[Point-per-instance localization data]
◆ ◆ ◆ ◆ ◆ ◆ ◆

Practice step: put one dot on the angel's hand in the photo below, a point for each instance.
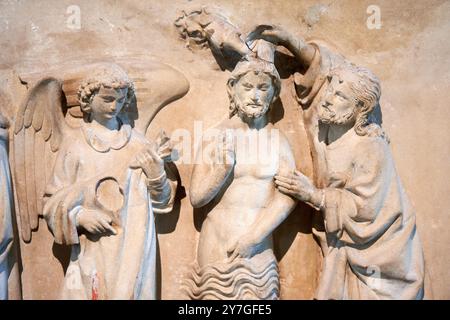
(271, 33)
(150, 162)
(164, 146)
(95, 222)
(244, 248)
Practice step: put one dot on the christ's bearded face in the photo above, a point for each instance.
(338, 106)
(253, 94)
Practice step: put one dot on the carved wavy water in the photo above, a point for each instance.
(241, 279)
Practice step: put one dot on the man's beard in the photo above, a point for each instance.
(248, 112)
(329, 117)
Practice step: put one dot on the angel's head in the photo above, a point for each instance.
(106, 93)
(252, 88)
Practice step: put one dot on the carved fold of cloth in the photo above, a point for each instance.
(242, 279)
(6, 207)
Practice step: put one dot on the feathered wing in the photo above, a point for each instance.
(39, 130)
(156, 86)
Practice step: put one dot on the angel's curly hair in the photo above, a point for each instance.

◆ ◆ ◆ ◆ ◆ ◆ ◆

# WORK INSTRUCTIONS
Should a record include a picture, drop the picture and write out the remainder exactly.

# TASK ANSWER
Practice step: put one dot on the angel's hand in the photo below, a point for each instance.
(271, 33)
(150, 162)
(164, 146)
(95, 222)
(244, 248)
Practice step: put one dot on the christ's bearded face in the photo above, a point for each instance.
(338, 106)
(253, 94)
Practice step: put one dot on the carved wavy water in the photo above, a point for each instance.
(241, 279)
Practice step: put one dot on the man's beard in the photo above, a point for each instance.
(248, 112)
(329, 117)
Practice step: put one dot on the angel's head in the photo above, a point for each instance.
(106, 93)
(252, 88)
Practice step: put one dot on the carved fold of cloth in the photo above, a point for each instance.
(242, 279)
(6, 207)
Practice step: put one dot on the feathered wing in the photo above, a point for each instance.
(39, 130)
(156, 86)
Practice step: put one dot on the angel's curly hair in the photo above, a point for each instance.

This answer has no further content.